▸ **Work to complete**
Transcribe the records that follow. Keep every word exactly, and drop the pictures.

▸ **Data**
╔══
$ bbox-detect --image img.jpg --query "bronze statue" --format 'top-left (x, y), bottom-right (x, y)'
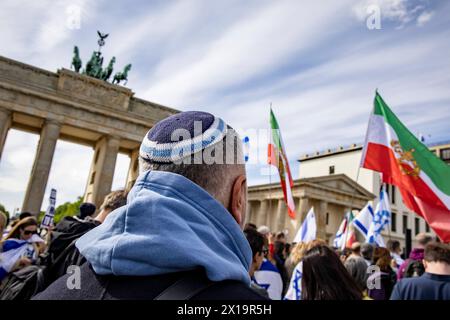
top-left (112, 64), bottom-right (132, 85)
top-left (101, 56), bottom-right (116, 81)
top-left (71, 46), bottom-right (82, 72)
top-left (97, 31), bottom-right (109, 48)
top-left (72, 31), bottom-right (132, 85)
top-left (83, 51), bottom-right (96, 76)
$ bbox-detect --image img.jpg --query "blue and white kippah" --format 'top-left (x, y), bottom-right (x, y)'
top-left (140, 111), bottom-right (228, 163)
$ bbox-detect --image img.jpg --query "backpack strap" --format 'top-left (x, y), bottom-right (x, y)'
top-left (154, 272), bottom-right (215, 300)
╚══
▸ **Answer box**
$ bbox-detect --image img.jpg --query "bronze statue" --format 'top-left (x, y), bottom-right (x, y)'
top-left (112, 64), bottom-right (132, 85)
top-left (101, 56), bottom-right (116, 81)
top-left (71, 46), bottom-right (82, 72)
top-left (97, 31), bottom-right (109, 48)
top-left (72, 31), bottom-right (132, 85)
top-left (83, 51), bottom-right (96, 76)
$ bbox-detect --image img.jpg --query "blue and white kippah" --format 'top-left (x, y), bottom-right (x, y)'
top-left (140, 111), bottom-right (228, 163)
$ bbox-detect --image img.jpg --query "backpack strap" --format 'top-left (x, y), bottom-right (x, y)'
top-left (154, 272), bottom-right (215, 300)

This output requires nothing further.